§ Task to carry out
Rewrite the part of the items below that opens with the line containing "of the small" and runs through the last line of the items as a numbered list, leaving out any blank lines.

## Begin Information supplied

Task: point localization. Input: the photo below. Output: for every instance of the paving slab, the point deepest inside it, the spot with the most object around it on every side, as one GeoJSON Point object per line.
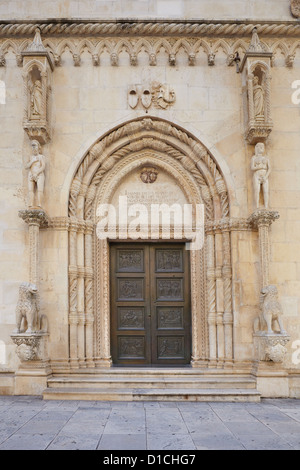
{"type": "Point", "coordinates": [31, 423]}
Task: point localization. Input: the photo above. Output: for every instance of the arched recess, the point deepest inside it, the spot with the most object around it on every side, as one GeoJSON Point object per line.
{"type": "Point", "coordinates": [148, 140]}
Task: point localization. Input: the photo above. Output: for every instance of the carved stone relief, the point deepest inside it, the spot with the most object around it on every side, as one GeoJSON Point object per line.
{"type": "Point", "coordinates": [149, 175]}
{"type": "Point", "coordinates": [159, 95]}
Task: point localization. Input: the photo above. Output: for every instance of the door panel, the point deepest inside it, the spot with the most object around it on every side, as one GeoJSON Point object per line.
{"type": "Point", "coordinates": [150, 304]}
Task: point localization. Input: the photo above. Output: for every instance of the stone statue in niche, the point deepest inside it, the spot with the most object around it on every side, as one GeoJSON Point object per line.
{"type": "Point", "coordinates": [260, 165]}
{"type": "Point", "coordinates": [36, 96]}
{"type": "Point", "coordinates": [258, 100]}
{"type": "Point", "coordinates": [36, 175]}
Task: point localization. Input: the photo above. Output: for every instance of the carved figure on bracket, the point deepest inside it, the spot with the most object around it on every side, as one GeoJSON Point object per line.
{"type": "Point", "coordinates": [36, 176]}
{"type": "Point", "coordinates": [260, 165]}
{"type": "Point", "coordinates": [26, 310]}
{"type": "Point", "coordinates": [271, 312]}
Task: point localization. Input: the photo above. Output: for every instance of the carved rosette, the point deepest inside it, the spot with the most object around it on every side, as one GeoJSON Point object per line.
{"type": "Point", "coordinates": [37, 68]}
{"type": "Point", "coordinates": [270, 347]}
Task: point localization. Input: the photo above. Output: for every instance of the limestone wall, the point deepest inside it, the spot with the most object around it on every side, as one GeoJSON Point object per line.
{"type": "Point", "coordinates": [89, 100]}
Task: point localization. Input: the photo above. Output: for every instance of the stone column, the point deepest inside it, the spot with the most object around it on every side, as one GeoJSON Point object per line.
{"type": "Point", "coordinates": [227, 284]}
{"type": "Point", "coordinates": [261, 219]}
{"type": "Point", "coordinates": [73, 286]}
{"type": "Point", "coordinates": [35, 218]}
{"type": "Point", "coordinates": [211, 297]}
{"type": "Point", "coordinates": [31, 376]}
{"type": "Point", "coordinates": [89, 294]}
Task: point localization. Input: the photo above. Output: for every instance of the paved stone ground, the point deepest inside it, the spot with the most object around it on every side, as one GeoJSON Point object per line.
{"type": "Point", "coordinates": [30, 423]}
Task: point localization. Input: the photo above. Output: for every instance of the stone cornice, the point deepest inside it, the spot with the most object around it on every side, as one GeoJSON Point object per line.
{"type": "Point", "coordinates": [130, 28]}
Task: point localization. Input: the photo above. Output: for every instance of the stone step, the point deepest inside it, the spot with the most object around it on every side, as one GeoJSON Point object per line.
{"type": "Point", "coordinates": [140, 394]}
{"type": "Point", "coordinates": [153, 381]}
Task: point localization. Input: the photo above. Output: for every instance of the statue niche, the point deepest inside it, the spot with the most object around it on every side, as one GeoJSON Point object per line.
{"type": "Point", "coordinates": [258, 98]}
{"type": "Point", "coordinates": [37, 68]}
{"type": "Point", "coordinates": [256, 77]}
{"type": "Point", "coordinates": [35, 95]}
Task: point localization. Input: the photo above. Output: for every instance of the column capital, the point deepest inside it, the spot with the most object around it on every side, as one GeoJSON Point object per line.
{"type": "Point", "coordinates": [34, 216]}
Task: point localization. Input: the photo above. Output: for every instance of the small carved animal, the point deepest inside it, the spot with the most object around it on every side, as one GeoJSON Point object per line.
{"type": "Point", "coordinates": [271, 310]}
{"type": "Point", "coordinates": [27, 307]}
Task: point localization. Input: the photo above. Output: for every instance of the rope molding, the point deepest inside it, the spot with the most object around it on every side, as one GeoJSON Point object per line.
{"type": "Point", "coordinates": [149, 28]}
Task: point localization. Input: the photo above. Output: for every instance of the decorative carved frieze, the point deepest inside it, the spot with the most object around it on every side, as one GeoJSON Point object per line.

## End Information supplied

§ Final result
1. Task: point localization. Input: the photo above. Output: for every instance of the small carved animal, the point deepest inside it, the spot with the most object around it on every side, as one GeoJSON Point object per line.
2. {"type": "Point", "coordinates": [271, 310]}
3. {"type": "Point", "coordinates": [27, 307]}
4. Task: point localization. Input: the photo above. Output: for every instance of the rope molding, the point deepest inside it, the spot with the most object around it on every side, as one GeoJSON Point object per line.
5. {"type": "Point", "coordinates": [149, 28]}
6. Task: point localization. Input: the photo above. Output: for every instance of the decorative carved frieze, the point deepest inside it, the spot with the most object around it on every side, as one GeoJSON Point object per line.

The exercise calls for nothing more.